** START **

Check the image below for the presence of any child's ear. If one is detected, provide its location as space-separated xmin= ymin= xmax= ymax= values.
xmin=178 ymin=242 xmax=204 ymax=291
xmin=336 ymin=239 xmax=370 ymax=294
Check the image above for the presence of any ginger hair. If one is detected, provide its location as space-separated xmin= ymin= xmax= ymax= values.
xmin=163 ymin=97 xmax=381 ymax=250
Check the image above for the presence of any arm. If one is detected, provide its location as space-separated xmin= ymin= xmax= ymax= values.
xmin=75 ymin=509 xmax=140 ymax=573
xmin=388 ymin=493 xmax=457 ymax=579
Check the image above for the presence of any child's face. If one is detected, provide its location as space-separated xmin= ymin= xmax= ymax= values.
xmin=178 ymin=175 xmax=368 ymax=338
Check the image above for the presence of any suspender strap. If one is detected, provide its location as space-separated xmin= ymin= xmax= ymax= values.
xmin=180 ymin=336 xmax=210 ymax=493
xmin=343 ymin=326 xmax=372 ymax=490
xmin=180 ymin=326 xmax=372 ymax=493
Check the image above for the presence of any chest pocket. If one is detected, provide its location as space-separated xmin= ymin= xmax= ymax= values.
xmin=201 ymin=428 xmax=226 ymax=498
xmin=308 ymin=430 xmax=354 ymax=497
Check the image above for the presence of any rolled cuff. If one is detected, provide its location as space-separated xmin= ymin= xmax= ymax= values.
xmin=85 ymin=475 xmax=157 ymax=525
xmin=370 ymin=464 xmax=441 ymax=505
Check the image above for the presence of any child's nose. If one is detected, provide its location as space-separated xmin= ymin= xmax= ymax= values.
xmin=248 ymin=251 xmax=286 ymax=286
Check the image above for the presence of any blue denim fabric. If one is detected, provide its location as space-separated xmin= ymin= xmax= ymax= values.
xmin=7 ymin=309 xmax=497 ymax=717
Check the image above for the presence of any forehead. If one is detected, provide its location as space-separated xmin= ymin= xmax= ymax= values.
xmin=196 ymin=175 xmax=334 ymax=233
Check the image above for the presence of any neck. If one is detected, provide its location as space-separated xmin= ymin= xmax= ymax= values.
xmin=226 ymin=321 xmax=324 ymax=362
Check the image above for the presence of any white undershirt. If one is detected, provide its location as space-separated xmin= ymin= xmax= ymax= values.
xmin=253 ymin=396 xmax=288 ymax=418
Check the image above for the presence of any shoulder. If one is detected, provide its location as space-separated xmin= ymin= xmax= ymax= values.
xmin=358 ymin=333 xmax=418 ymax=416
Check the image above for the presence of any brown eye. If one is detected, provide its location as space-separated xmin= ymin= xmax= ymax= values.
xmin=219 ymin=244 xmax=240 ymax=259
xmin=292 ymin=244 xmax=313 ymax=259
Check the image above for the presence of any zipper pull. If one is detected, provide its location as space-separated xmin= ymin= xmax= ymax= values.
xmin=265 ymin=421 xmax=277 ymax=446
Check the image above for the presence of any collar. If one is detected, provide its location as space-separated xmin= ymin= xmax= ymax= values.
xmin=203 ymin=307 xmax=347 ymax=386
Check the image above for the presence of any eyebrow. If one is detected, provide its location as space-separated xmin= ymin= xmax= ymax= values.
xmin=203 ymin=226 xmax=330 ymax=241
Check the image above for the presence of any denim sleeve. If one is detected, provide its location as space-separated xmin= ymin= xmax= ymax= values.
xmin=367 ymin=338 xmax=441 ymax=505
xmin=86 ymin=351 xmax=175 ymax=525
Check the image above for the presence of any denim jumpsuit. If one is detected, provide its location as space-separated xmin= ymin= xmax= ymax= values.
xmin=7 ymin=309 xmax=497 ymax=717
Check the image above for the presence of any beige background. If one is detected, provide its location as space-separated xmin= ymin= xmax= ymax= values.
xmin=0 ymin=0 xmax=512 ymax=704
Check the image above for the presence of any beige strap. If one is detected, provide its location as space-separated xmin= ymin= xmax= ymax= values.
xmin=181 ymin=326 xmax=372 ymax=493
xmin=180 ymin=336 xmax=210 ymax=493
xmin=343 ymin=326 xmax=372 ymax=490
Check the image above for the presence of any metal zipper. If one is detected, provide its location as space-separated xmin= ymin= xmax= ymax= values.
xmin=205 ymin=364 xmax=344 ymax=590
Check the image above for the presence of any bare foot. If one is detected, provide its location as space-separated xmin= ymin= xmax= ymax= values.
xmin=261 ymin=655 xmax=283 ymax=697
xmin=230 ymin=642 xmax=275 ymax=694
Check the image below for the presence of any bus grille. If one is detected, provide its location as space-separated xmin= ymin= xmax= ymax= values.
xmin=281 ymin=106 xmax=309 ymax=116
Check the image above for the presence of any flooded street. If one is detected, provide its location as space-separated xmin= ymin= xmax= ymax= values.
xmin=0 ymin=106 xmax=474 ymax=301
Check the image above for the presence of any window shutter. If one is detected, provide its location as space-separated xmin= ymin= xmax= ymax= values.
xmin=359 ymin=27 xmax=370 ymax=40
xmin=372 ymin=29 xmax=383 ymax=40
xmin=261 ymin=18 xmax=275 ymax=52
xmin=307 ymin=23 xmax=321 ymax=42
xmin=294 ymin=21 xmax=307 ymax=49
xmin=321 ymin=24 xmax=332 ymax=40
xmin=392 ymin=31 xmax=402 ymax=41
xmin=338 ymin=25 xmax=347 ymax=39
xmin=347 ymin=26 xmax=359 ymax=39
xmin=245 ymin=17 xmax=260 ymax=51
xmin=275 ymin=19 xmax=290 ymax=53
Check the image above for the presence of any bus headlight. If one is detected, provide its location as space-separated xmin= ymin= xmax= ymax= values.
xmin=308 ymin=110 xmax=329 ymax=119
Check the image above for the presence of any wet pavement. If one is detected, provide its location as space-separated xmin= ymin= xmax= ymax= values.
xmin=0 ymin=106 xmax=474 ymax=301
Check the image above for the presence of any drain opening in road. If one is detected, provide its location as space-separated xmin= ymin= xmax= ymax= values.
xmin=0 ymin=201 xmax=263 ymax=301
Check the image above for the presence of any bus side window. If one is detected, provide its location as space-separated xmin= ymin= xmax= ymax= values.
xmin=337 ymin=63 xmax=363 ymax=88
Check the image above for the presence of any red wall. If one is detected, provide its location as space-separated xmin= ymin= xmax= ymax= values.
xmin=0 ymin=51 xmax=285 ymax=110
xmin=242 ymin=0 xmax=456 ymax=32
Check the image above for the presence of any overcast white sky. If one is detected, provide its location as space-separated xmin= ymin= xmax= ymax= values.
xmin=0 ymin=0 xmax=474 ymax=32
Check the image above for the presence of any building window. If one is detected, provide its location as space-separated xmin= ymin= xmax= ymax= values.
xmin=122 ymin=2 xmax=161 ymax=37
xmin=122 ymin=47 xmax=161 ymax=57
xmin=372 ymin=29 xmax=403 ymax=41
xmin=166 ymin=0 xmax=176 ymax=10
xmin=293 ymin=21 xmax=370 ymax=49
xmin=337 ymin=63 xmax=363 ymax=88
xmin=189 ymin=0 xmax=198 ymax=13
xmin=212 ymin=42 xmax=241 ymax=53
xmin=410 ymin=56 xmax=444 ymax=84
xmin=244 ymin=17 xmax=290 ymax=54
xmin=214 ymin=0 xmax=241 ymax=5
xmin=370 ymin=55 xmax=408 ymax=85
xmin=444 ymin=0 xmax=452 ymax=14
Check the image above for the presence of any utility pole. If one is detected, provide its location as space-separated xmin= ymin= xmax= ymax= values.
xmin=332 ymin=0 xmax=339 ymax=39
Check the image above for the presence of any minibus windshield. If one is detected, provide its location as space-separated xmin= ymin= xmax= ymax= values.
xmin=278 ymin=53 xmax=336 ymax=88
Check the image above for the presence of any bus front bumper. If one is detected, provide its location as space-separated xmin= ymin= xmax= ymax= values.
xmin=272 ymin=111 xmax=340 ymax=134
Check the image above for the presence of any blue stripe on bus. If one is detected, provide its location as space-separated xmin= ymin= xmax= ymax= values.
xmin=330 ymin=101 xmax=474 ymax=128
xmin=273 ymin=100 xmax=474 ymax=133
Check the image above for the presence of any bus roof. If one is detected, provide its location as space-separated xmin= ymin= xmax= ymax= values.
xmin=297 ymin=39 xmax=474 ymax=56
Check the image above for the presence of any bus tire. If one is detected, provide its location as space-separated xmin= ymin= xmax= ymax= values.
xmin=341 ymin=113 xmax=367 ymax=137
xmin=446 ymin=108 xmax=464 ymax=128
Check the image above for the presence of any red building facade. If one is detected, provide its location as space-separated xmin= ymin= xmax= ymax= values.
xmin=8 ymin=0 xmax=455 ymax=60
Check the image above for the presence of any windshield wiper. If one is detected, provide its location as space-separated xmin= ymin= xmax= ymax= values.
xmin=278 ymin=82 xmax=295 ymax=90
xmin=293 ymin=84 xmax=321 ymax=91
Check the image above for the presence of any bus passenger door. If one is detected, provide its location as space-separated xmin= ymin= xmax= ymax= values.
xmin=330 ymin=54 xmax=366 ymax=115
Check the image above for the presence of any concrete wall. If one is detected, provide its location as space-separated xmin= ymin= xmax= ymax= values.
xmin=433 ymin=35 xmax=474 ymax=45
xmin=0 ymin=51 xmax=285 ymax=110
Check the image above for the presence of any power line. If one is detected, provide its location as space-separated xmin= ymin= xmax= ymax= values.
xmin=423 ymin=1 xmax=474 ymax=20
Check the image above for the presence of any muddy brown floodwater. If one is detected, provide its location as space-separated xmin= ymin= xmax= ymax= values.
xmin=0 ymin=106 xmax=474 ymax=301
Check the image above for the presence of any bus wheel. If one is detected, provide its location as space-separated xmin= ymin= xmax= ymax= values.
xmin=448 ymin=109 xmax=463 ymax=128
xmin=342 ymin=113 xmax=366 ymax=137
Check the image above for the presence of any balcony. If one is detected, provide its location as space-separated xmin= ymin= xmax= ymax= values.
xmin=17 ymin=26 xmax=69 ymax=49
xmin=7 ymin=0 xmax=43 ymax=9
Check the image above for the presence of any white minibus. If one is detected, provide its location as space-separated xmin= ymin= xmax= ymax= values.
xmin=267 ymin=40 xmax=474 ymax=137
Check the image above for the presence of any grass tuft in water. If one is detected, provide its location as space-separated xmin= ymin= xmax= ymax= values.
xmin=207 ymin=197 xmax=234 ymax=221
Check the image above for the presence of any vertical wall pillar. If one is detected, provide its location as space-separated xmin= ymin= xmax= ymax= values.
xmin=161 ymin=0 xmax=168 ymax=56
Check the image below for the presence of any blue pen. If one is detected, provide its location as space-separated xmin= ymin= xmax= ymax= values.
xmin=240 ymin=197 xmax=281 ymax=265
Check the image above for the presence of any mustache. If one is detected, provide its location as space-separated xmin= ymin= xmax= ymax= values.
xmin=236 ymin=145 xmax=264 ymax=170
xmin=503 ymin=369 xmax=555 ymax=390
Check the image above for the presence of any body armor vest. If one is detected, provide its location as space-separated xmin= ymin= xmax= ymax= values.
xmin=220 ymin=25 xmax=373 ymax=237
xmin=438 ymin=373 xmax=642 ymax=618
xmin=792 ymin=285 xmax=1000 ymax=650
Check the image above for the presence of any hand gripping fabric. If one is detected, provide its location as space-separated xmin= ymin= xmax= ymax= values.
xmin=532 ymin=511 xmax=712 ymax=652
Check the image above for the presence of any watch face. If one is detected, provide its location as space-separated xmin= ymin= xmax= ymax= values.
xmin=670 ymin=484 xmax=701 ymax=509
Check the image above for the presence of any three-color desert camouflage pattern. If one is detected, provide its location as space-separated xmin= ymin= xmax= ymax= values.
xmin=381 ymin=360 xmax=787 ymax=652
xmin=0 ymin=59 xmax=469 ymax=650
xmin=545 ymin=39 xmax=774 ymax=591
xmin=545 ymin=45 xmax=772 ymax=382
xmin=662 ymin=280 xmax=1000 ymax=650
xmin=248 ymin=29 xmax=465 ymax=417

** END **

### What this task involves
Copy, word for word, the part of the items that begins with the line containing "Check the image above for the presence of any chest" and ends with the line containing "xmin=370 ymin=464 xmax=441 ymax=505", including both of those lines.

### Task result
Check the image above for the presence of any chest pocket. If one is detected, provide its location as space-separated xmin= ymin= xmax= ymax= values.
xmin=201 ymin=428 xmax=226 ymax=498
xmin=308 ymin=430 xmax=354 ymax=497
Check the image above for the presence of any rolled cuff. If one is detected, provide its location as space-separated xmin= ymin= xmax= ymax= values.
xmin=85 ymin=475 xmax=157 ymax=525
xmin=370 ymin=464 xmax=441 ymax=505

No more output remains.